* INFORMATION GIVEN *
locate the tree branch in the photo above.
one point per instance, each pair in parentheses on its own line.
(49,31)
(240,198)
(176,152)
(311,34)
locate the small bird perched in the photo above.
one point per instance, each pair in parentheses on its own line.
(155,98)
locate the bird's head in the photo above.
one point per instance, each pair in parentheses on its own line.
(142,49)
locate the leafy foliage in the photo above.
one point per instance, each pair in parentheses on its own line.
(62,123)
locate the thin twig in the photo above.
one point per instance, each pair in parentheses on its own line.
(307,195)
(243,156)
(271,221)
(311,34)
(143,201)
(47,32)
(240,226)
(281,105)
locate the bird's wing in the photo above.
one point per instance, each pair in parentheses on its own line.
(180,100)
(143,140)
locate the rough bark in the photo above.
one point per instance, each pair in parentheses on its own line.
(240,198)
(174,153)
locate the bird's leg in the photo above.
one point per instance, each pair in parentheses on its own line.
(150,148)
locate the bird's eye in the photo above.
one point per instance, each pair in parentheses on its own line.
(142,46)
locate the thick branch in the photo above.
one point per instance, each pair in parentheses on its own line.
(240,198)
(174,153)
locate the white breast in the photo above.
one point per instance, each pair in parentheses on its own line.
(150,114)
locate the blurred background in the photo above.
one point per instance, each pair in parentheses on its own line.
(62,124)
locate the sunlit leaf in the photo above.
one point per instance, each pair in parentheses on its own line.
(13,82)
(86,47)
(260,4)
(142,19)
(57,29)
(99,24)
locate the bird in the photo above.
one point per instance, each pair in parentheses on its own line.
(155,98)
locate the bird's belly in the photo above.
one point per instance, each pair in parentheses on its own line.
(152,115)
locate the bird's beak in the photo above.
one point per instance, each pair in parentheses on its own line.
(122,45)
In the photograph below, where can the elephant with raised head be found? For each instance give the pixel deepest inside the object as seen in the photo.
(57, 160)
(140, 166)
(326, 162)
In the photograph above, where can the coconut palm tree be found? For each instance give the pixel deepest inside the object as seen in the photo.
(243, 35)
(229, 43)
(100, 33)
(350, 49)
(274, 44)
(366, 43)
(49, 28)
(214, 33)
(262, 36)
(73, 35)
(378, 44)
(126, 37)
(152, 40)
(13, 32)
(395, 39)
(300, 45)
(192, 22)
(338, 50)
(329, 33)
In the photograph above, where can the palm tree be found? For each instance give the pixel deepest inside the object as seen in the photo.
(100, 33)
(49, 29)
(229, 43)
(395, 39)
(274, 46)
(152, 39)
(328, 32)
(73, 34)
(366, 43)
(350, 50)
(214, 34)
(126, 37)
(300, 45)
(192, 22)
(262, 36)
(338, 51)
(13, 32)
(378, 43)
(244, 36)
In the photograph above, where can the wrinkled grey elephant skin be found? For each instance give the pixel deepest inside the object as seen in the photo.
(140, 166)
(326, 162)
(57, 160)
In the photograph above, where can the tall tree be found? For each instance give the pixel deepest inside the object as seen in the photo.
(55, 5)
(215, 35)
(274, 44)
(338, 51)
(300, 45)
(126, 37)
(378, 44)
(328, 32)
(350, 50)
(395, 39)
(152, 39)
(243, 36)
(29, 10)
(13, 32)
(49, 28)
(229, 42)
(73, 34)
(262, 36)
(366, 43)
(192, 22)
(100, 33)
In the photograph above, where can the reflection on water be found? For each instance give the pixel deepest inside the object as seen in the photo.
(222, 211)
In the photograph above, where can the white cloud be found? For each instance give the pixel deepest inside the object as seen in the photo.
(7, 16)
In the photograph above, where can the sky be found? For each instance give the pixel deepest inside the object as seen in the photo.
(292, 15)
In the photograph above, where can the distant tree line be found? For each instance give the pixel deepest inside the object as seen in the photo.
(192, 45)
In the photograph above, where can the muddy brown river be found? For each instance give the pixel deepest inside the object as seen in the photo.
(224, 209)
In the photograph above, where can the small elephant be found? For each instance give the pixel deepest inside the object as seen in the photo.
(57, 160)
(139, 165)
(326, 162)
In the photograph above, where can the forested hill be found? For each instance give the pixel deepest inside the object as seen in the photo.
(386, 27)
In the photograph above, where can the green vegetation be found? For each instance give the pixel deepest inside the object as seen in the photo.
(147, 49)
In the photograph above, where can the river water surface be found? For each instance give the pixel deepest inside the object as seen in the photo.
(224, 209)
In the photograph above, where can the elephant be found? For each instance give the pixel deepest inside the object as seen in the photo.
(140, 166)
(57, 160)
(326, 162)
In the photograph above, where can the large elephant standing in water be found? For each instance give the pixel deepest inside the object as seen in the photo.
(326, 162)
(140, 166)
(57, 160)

* THE PROBLEM *
If a line contains the word "bird", count it; give the total for the entries above and nothing else.

* TASK ANSWER *
8